Problem to solve:
Copy out the listing that follows, exact in every word, and skip the images.
START Extracted data
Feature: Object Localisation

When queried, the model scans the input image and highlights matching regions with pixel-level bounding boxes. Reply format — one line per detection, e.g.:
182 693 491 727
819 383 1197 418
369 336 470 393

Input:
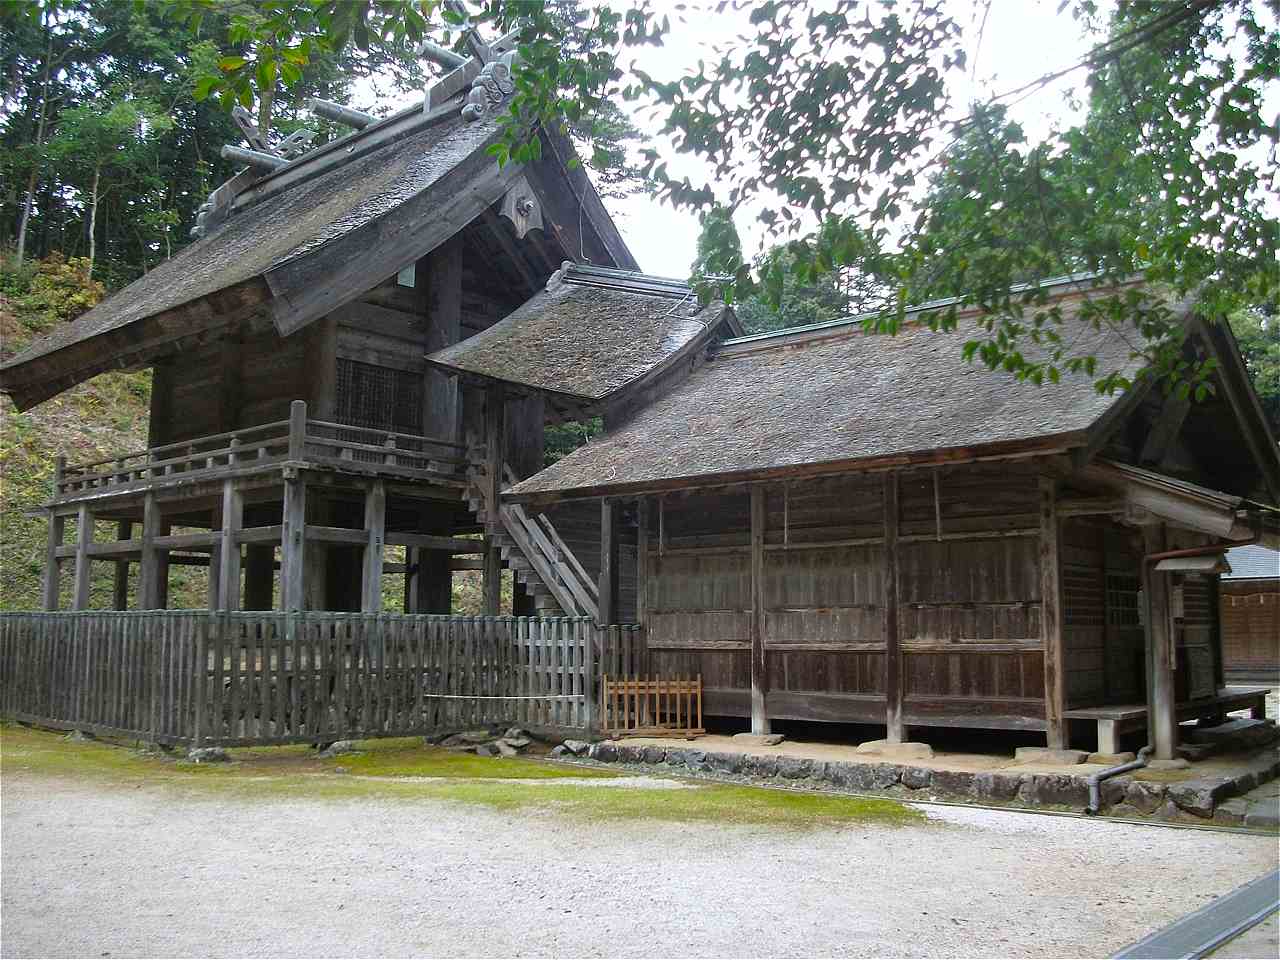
END Extracted data
The answer:
Feature: Object Localisation

When queried, the model scans the input image and highlights matching regions with pixel-level bounding boxes. Reply format — one line per detection, e.g.:
182 693 491 727
819 383 1197 418
369 336 470 393

Input:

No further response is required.